CJD is a prion disease, in which an isomer of a common protein known as the prion protein (PrP) takes on an abnormal shape and becomes an infectious variant called PrP^Sc. This variant is thought to trigger the subsequent malformation of other PrP proteins. Unlike their normal counterparts, PrP^Sc prions cannot be broken down, and instead accumulate--often clustering in brain tissue.

The pockets of abnormal tissue that result cause brain tissue to develop a sponge-like appearance, and because prion conditions can be spread by affected humans or animals, the diseases are often referred to as transmissible spongiform encephalopathies (TSEs). Humans can be affected by several such conditions, while in addition to BSE in cows, there are several other such disorders among animals, including a condition called scrapie in sheep and hamsters.

No false positives

One problem that has plagued developers of non-biopsy diagnostic techniques is that it is often difficult to avoid false positives among samples taken from patients with neurodegenerative disorders other than CJD.

§ **DATA EXTRACT**
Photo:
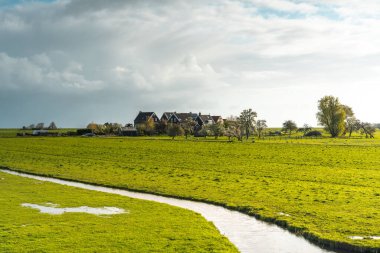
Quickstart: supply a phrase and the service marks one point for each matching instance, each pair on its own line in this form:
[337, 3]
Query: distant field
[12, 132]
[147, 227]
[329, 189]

§ **ABOUT THIS TASK**
Retype the prion disease passage in full, word for word. The listing was taken from a different source than this text.

§ **REPLY TO THE EXERCISE**
CJD is a prion disease, in which an isomer of a common protein known as the prion protein (PrP) takes on an abnormal shape and becomes an infectious variant called PrP^Sc. This variant is thought to trigger the subsequent malformation of other PrP proteins. Unlike their normal counterparts, PrP^Sc prions cannot be broken down, and instead accumulate--often clustering in brain tissue.

The pockets of abnormal tissue that result cause brain tissue to develop a sponge-like appearance, and because prion conditions can be spread by affected humans or animals, the diseases are often referred to as transmissible spongiform encephalopathies (TSEs). Humans can be affected by several such conditions, while in addition to BSE in cows, there are several other such disorders among animals, including a condition called scrapie in sheep and hamsters.

No false positives

One problem that has plagued developers of non-biopsy diagnostic techniques is that it is often difficult to avoid false positives among samples taken from patients with neurodegenerative disorders other than CJD.